═══ LEESTEKST
We stuiten hier weer op een punt dat ik al eerder gemaakt heb in het stuk over spelling in de vorige Vooys: Er zijn nogal wat gevallen waarbij de spelling van een bepaald woord helemaal niet gere-
geld is. Als taalkundige kan ik U nu uitleggen waarom de strategoode-kwestie eigenlijk niet geregeld is, en de autootje-kwestie wel.
In het Nederlands kunnen ongelede werkwoorden maar een heel beperkte vorm hebben. Ze hebben eigenlijk zonder uitzondering een monosyllabische stam, zeer sporadische uitzonderingen als soebatten en tandakken daargelaten. En de monosyllabische werkwoorden op een vocaal, gaan, staan, slaan, zijn, doen en zien, behoren tot een vast rijtje uitzonderingen waarvan de spelling in de onderscheiden verbogen vormen geregeld is. Werkwoorden als -strategoën mogen eigenlijk niet, en zijn dus ook over het hoofd gezien. Hun spelling is formeel wel geregeld, ze gaan net als gaan en consorten, maar makers van woordenlijsten zien ze als regel over het hoofd. En dus raakt de taalgebruiker in opperste verwarring als hij de verbuigingen moet spellen.
Maar het is gewoon: Hij strategoot, net als Hij gaat. En dan wordt opeens duidelijk waarom we om raadselachtige redenen met de verleden tijden de meeste moeite hebben. Daar houdt de analogie met de gaan-gevallen opeens op, want die zijn allemaal (uitzonderlijk) sterk: ging, stond, sloeg, was, deed en zag. En waar de analogie ophoudt, houdt ook onze mogelijkheid tot vergelijken op. Zie daar de verbluffend simpele verklaring van een zo op het oog ondoorzichtig probleem.
Bibliografie
Jet Wester: ‘De Tao van de taal, of: Chanel no. 5 en het Geval Nederlands’. In: J. Wester, G. Krol en C. Crombach, Gaat het Nederlands teloor? Drie essays, 1990 |
Karin Wiefferink & Trudy van der Toorn: Spellingsproblemen met woorden die eindigen op een vokaal, doctoraalscriptie RU Utrecht, 1987. |
- eind1.
- Dat is in feite ook de situatie bij de ij, die is ontstaan uit een combinatie van twee i's, waarvan de tweede een staartje is gaan dragen. Ik kom op de ij (en de ei en de y) in een volgende bijdrage over spelling nog uitgebreid te spreken.
- eind2.
- Merk op dat het ook anders kan, namelijk het verdubbelen van de medeklinker bij de korte klank, dus mat [maat] vs. matt [mat], kortom: ‘medeklinkerspelling’; de lengte van klinkers wordt niet aangegeven door ze te verdubbelen, maar door ze erop volgende medeklinker te verdubbelen. Dit systeem heeft uit gelijkvormigheidsoogpunt grote voordelen, (zie noot 5.), maar er is bij mijn weten geen taal waarbij het spellingssysteem daarvoor kiest. Ik laat enkele direkt in het oog springende problemen met dit systeem, zoals: Hoe verdubbel je ng en ch? buiten beschouwing; ze zijn overigens tamelijk simpel op te lossen. Het gaat mij puur om de gemaakte keuze: dubbele klinker (om ‘lang’ aan te geven) of dubbele medeklinker (om ‘kort’ aan te geven).
══════
═══ AANGELEVERDE GEGEVENS
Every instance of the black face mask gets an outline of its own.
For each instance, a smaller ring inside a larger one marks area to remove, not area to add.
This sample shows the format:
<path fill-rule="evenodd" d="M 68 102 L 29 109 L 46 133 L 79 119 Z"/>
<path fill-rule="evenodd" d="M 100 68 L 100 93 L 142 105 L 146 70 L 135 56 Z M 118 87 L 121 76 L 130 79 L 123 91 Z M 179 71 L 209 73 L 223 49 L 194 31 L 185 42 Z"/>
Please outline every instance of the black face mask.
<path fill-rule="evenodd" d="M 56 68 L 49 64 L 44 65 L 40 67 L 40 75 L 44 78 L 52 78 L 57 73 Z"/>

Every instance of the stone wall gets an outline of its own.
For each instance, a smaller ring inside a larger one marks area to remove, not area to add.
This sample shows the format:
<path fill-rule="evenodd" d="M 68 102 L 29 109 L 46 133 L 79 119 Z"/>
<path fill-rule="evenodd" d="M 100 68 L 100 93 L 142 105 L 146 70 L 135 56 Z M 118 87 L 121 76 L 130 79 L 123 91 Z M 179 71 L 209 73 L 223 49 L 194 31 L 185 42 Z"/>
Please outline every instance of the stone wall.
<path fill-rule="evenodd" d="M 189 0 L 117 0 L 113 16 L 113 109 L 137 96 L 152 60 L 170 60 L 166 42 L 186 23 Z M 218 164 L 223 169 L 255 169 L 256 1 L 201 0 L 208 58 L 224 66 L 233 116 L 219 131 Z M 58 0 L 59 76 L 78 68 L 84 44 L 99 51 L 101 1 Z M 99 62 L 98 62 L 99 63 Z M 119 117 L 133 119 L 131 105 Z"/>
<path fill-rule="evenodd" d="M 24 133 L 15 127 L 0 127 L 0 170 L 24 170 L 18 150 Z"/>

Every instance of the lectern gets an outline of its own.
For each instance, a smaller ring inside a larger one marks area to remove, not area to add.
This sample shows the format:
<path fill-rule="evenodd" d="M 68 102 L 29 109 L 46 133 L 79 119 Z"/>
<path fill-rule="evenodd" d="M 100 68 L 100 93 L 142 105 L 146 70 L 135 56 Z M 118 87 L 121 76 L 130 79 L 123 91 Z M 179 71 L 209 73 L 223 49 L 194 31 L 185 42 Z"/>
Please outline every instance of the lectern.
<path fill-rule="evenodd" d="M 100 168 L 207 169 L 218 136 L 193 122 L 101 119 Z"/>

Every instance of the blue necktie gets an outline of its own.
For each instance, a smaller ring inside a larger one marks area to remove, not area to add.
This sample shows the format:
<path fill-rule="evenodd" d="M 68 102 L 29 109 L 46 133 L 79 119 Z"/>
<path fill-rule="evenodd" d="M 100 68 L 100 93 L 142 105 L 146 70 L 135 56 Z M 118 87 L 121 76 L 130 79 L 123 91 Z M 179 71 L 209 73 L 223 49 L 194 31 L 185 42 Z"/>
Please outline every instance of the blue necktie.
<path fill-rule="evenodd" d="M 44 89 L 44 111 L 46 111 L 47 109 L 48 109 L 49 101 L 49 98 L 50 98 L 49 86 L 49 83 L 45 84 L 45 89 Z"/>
══════
═══ AANGELEVERDE GEGEVENS
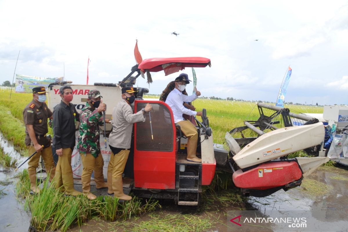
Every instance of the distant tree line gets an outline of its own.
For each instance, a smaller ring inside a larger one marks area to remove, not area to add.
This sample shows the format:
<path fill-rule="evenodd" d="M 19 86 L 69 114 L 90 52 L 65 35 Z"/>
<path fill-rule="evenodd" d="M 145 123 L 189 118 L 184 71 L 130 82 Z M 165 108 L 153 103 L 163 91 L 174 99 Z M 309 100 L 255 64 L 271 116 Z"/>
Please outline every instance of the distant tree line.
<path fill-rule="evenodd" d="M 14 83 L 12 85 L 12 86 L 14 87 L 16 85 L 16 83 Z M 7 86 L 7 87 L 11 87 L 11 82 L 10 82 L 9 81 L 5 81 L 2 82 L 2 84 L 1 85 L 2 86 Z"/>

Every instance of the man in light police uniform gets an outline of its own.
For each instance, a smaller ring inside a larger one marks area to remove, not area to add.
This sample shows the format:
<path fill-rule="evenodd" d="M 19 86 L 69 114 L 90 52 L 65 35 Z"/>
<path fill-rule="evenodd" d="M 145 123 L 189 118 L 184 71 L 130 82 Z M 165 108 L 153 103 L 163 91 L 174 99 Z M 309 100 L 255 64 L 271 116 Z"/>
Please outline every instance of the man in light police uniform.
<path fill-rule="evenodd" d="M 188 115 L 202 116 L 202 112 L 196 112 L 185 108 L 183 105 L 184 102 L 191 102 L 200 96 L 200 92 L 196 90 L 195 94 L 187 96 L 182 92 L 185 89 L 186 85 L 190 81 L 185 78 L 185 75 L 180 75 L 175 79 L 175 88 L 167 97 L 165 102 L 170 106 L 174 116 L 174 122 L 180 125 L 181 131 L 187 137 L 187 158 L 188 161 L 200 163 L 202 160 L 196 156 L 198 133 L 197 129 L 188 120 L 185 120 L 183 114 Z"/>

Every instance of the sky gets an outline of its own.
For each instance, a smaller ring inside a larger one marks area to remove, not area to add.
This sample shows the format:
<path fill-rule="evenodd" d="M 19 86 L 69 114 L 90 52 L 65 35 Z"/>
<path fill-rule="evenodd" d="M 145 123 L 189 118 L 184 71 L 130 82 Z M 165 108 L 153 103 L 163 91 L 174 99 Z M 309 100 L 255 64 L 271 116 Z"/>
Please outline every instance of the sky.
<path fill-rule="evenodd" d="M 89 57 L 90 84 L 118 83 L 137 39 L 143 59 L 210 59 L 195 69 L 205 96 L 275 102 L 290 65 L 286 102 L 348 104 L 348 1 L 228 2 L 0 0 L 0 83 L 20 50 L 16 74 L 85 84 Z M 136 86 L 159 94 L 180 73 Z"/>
══════
### DE OPDRACHT
Kun je het stuk uit de leestekst van "Maar het is" tot en met "oog ondoorzichtig probleem." herschrijven, met "verrassend" op de plaats van "verbluffend"?

### UITWERKING
Maar het is gewoon: Hij strategoot, net als Hij gaat. En dan wordt opeens duidelijk waarom we om raadselachtige redenen met de verleden tijden de meeste moeite hebben. Daar houdt de analogie met de gaan-gevallen opeens op, want die zijn allemaal (uitzonderlijk) sterk: ging, stond, sloeg, was, deed en zag. En waar de analogie ophoudt, houdt ook onze mogelijkheid tot vergelijken op. Zie daar de verrassend simpele verklaring van een zo op het oog ondoorzichtig probleem.